[Coordinate annotation records]
>> Start
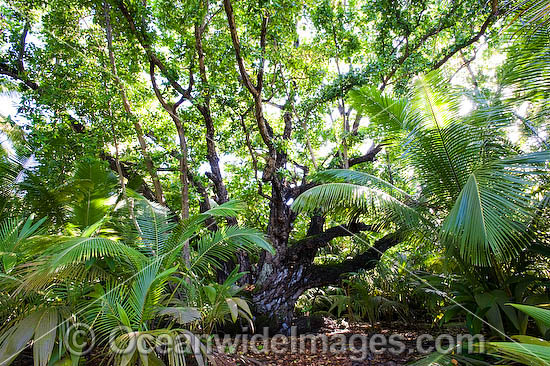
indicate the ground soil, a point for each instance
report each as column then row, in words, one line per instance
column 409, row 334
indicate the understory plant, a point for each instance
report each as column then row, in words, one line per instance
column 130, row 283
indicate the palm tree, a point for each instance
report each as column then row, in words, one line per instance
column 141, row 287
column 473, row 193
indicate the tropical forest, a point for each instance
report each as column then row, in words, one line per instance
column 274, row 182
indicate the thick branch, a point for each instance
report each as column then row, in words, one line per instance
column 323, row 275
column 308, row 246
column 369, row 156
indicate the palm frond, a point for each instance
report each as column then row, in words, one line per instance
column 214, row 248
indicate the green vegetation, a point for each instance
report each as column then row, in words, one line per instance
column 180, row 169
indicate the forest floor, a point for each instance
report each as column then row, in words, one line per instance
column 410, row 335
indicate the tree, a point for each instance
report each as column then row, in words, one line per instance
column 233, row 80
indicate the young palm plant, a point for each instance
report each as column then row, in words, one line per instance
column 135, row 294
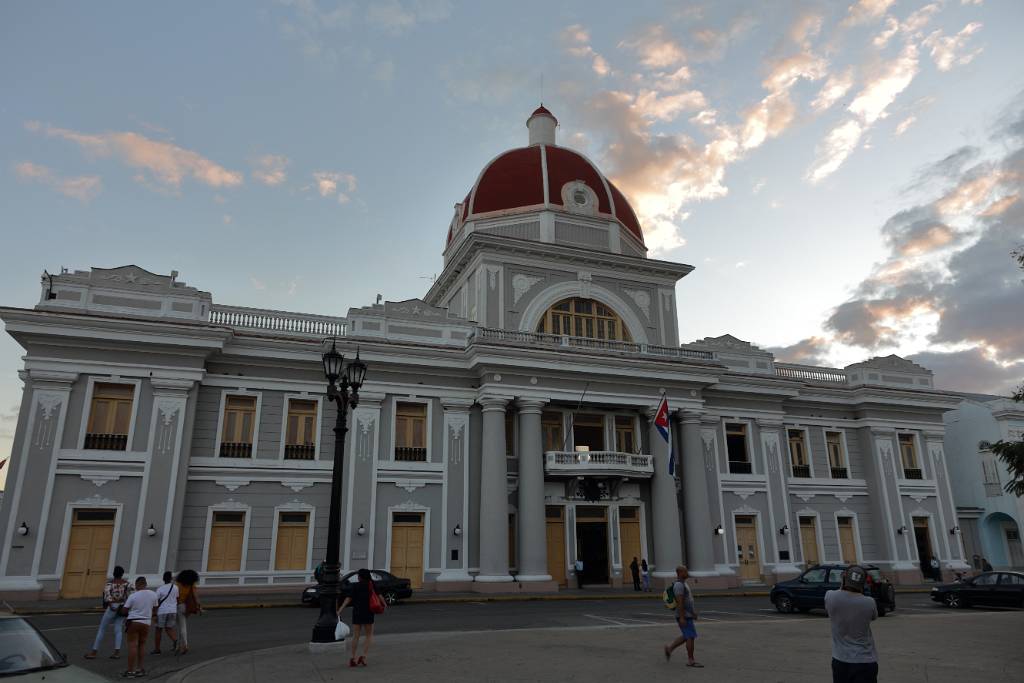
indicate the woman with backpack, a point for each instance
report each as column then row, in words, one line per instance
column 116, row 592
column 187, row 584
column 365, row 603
>> End
What is asked:
Recast the records between the lines holding "indicate the understory" and "column 369, row 156", inclusive, as a two-column CSV with the header input,output. Give one row per record, with its text under input and its answer under output, each in a single quoted field and with line breaks replaced by spaces.

Answer in full:
input,output
"indicate the understory plant, a point for each instance report each as column then row, in words, one line per instance","column 130, row 283"
"indicate the palm tree, a point for each instance report each as column then row, in words, one line per instance","column 141, row 287 column 473, row 193"
"indicate the tropical forest, a point for each instance report each as column then row, in words, one line per instance","column 274, row 182"
"indicate the thick branch, a point for each instance report each as column then row, in words, one line per instance","column 323, row 275 column 308, row 246 column 369, row 156"